> **Do this**
Render the material below as a Markdown table with two columns, Index and Line: number each row in Index and place the line in Line. Begin with the first line of the material, continue through the line containing "point(64, 70)", and omit any blank lines.

+++

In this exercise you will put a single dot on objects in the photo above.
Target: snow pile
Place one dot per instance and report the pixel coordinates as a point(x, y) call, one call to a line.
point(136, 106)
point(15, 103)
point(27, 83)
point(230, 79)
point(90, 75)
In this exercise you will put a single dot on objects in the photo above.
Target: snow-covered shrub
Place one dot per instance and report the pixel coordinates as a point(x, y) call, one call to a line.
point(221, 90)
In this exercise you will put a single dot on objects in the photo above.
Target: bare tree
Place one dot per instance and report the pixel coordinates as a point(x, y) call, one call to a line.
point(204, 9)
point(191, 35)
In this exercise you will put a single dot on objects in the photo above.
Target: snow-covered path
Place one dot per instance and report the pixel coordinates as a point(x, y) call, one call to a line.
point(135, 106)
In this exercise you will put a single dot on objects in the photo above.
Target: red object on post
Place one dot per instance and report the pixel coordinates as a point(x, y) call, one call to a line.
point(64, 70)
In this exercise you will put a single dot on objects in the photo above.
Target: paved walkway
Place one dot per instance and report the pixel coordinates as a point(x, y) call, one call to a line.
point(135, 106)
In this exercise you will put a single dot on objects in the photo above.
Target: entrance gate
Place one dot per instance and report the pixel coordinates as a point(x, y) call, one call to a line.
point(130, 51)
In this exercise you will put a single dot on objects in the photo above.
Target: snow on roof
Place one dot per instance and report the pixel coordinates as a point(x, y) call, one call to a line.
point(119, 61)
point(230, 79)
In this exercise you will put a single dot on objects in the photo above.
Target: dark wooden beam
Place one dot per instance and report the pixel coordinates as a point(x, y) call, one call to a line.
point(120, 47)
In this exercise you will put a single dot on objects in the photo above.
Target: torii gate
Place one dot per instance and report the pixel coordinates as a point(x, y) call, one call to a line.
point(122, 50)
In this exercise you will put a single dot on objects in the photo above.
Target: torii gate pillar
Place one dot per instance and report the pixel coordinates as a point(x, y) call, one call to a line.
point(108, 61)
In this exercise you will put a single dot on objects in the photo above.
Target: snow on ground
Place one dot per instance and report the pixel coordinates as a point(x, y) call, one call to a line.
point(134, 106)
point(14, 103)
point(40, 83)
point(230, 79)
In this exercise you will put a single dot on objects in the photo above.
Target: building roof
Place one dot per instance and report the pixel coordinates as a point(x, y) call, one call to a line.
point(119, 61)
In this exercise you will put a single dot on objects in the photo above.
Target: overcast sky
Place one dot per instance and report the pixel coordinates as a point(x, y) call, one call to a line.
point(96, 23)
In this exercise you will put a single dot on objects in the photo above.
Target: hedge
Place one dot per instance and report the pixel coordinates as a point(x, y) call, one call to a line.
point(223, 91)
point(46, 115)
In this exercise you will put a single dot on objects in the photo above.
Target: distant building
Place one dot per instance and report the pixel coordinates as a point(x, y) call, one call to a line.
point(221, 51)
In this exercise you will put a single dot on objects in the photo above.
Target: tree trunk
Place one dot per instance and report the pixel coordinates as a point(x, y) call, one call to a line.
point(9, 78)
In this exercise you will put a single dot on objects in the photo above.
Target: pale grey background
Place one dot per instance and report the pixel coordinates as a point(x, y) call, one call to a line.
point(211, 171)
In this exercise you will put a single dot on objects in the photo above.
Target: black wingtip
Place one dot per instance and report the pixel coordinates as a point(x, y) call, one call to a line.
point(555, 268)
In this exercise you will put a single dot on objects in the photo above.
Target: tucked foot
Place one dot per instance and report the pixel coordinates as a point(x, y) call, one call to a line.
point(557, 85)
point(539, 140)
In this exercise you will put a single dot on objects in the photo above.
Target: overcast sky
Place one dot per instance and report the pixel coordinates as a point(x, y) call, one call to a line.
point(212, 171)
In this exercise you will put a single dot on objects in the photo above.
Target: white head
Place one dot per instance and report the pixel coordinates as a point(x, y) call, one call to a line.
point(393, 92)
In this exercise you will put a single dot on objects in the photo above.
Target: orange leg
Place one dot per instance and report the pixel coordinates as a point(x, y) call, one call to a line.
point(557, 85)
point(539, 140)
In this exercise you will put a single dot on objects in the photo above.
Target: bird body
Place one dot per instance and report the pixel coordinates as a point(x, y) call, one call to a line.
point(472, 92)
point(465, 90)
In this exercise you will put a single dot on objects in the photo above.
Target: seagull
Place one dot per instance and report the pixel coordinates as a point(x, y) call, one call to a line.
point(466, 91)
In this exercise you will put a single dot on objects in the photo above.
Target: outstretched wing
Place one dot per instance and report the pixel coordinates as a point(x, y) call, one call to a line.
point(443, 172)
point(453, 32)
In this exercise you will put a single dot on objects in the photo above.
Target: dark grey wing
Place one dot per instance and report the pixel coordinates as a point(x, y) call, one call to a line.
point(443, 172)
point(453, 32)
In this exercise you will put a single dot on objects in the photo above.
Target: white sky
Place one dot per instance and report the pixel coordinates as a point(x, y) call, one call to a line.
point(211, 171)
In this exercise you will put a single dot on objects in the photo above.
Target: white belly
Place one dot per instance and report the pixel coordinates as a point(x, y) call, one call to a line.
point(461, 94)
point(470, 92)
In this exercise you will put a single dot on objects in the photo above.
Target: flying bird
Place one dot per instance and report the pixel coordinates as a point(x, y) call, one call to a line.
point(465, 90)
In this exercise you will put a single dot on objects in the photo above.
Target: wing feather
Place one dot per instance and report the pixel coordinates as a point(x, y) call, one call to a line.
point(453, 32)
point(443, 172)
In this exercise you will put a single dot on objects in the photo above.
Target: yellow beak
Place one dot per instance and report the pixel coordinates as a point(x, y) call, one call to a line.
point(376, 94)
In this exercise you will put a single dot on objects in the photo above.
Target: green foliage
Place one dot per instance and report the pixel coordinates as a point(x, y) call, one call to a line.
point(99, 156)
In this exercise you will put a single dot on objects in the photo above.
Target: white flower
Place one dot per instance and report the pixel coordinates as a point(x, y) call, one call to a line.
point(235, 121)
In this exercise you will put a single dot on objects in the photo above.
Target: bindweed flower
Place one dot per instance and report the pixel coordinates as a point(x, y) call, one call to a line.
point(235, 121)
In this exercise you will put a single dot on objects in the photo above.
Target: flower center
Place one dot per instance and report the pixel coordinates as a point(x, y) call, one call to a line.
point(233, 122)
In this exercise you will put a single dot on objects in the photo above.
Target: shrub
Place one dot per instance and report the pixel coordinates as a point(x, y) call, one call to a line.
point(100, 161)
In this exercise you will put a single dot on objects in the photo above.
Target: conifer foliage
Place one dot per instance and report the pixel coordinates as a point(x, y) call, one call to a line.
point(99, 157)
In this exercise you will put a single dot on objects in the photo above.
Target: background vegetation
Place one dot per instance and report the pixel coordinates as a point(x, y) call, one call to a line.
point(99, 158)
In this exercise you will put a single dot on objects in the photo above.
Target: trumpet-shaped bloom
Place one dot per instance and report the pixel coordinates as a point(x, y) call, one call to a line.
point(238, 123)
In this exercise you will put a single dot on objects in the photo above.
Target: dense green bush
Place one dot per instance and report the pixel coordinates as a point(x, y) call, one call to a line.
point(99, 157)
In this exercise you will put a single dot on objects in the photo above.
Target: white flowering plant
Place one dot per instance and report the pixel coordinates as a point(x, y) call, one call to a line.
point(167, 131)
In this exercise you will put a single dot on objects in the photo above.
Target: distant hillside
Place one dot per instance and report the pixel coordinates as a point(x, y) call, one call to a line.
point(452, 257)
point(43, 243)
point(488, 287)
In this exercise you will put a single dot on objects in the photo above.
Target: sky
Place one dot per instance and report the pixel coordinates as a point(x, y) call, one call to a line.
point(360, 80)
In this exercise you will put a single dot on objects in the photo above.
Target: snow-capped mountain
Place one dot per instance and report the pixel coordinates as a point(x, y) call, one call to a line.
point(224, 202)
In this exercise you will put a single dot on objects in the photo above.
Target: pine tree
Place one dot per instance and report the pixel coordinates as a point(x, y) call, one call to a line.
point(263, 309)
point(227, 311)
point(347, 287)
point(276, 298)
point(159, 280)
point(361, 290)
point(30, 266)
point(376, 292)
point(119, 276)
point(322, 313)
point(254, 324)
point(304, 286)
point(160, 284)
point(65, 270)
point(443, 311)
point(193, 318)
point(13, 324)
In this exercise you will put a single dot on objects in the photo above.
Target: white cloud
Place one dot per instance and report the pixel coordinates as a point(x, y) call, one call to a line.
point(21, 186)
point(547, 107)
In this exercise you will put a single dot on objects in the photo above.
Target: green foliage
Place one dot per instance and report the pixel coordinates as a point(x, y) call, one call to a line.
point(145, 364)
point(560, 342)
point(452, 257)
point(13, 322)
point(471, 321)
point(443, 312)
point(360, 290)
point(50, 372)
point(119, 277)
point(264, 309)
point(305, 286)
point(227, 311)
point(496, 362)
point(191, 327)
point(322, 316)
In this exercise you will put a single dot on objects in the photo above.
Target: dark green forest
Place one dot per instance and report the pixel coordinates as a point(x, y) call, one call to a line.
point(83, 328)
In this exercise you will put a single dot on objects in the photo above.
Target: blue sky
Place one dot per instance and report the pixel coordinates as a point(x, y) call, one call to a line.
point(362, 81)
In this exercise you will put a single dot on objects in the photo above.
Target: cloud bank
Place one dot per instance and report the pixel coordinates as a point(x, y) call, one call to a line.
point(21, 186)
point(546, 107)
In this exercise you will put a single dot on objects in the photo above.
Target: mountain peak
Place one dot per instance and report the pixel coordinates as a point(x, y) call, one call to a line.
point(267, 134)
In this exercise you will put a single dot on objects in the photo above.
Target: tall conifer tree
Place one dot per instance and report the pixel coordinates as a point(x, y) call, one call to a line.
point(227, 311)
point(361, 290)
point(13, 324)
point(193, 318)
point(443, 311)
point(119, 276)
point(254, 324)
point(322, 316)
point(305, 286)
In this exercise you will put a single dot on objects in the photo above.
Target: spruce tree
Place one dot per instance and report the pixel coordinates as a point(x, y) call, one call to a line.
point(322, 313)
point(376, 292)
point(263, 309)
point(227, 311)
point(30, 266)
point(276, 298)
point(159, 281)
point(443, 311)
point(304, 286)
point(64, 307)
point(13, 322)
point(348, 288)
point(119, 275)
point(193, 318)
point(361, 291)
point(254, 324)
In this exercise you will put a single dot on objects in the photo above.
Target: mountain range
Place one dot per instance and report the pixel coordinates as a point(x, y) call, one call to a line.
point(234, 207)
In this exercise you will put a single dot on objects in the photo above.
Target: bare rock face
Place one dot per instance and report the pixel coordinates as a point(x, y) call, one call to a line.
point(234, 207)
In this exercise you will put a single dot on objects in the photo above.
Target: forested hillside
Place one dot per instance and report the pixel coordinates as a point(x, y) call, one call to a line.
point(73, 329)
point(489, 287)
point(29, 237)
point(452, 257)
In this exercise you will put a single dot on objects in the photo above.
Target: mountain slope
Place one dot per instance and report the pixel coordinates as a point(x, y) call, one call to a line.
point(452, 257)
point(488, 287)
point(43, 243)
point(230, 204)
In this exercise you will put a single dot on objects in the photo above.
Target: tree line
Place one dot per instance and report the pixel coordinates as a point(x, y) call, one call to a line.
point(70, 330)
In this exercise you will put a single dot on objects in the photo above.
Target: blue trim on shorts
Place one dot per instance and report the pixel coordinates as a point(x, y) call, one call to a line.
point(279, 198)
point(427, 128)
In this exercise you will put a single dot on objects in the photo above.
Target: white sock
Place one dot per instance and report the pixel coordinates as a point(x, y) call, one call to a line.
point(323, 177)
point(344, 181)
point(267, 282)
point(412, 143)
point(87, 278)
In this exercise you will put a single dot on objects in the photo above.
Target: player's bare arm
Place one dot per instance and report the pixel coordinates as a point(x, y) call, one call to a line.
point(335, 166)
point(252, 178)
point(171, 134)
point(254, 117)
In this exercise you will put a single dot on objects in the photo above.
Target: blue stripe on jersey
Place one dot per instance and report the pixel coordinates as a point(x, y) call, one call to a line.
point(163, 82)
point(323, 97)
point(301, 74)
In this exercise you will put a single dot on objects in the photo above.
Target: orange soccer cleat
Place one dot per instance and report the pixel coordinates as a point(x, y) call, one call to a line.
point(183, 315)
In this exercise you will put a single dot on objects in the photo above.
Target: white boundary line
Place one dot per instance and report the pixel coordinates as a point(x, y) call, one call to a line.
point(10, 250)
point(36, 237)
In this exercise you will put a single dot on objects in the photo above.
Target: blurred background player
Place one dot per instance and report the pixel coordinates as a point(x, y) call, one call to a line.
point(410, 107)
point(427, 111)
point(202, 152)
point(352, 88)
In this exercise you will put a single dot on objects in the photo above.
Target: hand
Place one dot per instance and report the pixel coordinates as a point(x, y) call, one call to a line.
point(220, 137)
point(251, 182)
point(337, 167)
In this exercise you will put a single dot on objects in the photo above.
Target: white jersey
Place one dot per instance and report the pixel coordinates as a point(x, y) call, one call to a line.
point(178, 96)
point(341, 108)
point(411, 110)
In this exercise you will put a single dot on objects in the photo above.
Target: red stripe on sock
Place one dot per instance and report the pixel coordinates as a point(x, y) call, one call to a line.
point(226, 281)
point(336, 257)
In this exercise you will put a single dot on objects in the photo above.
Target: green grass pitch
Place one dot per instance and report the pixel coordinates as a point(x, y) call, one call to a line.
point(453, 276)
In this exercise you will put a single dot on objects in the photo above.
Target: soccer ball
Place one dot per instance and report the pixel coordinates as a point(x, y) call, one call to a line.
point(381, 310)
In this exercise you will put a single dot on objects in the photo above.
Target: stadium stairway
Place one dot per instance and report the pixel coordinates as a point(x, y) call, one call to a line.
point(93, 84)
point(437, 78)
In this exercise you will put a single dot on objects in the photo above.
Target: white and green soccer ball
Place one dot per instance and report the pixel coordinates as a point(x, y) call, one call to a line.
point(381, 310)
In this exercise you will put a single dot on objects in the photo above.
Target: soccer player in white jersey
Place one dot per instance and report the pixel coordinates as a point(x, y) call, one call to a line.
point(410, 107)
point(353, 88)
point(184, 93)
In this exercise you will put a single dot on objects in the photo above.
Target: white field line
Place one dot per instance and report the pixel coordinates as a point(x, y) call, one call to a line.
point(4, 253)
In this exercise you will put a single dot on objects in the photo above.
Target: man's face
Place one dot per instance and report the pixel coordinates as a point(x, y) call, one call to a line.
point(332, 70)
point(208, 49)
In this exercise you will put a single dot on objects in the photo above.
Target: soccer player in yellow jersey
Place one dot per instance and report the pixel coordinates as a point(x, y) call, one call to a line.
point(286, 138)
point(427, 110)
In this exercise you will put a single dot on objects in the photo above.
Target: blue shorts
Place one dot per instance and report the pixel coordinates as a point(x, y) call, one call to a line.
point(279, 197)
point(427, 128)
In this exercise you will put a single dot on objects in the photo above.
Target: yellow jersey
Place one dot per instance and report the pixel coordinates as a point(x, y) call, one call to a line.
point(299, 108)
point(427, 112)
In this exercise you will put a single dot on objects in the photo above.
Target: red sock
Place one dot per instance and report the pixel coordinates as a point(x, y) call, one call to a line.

+++

> **The result**
| Index | Line |
|---|---|
| 1 | In this exercise you will put a single dot on objects in the photo above. |
| 2 | Target: snow pile |
| 3 | Place one dot per instance and report the pixel coordinates as a point(x, y) call, one call to a line. |
| 4 | point(136, 106) |
| 5 | point(15, 103) |
| 6 | point(27, 83) |
| 7 | point(230, 79) |
| 8 | point(90, 75) |
| 9 | In this exercise you will put a single dot on objects in the photo above. |
| 10 | Target: snow-covered shrub |
| 11 | Place one dot per instance and report the pixel coordinates as a point(x, y) call, one call to a line. |
| 12 | point(221, 90) |
| 13 | In this exercise you will put a single dot on objects in the photo above. |
| 14 | Target: bare tree |
| 15 | Place one dot per instance and report the pixel coordinates as a point(x, y) call, one call to a line. |
| 16 | point(204, 9) |
| 17 | point(191, 35) |
| 18 | In this exercise you will put a single dot on objects in the photo above. |
| 19 | Target: snow-covered path |
| 20 | Place one dot per instance and report the pixel coordinates as a point(x, y) call, one call to a line. |
| 21 | point(135, 106) |
| 22 | In this exercise you will put a single dot on objects in the photo above. |
| 23 | Target: red object on post |
| 24 | Place one dot per instance and report the pixel coordinates as a point(x, y) call, one call to a line. |
| 25 | point(64, 70) |